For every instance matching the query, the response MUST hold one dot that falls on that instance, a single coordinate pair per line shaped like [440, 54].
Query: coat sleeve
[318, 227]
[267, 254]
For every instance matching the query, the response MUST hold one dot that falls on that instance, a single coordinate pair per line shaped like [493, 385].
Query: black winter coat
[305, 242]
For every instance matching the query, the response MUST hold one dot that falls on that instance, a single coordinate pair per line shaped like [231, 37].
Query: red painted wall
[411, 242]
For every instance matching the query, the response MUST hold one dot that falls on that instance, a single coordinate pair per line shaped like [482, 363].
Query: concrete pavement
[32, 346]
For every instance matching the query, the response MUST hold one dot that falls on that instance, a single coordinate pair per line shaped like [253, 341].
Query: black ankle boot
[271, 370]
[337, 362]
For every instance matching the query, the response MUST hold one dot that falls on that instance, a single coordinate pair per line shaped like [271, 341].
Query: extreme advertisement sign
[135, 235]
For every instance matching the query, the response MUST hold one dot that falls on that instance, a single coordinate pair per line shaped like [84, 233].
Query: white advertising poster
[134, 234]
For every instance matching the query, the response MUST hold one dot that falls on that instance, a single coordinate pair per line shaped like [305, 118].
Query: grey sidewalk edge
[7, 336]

· · · ·

Turn all the items above into a JSON list of strings, with one string for each line and blank lines left out.

[
  "For every instance matching the query, the response MUST hold one dot that falls on that instance, a single coordinate pair per line shaped like [440, 54].",
  "Query: coat sleeve",
  "[318, 227]",
  "[267, 254]",
  "For every instance matching the query, the response MUST hold one dot that falls on that instance, a single coordinate pair per line shaped like [493, 385].",
  "Query: black winter coat",
  "[305, 242]",
  "For every instance matching the query, the response MUST hold one dot that falls on that instance, a single coordinate pair per line shaped like [231, 37].",
  "Query: red painted wall",
  "[411, 242]",
  "For every instance matching the query, the response MUST hold one dot that falls on that instance, a single coordinate pair per line shaped like [482, 363].",
  "Query: concrete pavement",
  "[32, 346]",
  "For every instance matching the query, the response MUST hold one dot that falls on that instance, a single coordinate pair per line shaped like [253, 341].",
  "Query: black ankle boot",
  "[271, 370]",
  "[337, 362]",
  "For every instance matching the query, the response MUST hold one dot that falls on that instance, a single coordinate pair per line shaped like [271, 341].",
  "Query: extreme advertisement sign",
  "[135, 235]",
  "For every instance matching the query, the response MUST hold one dot that falls on that instance, a single coordinate pair per line shaped like [84, 233].",
  "Query: white advertising poster",
  "[134, 234]",
  "For every instance matching the query, the response MUST hold one dot that falls on that instance, a single coordinate pair per line shaped like [305, 118].",
  "Query: grey sidewalk edge",
  "[7, 336]"
]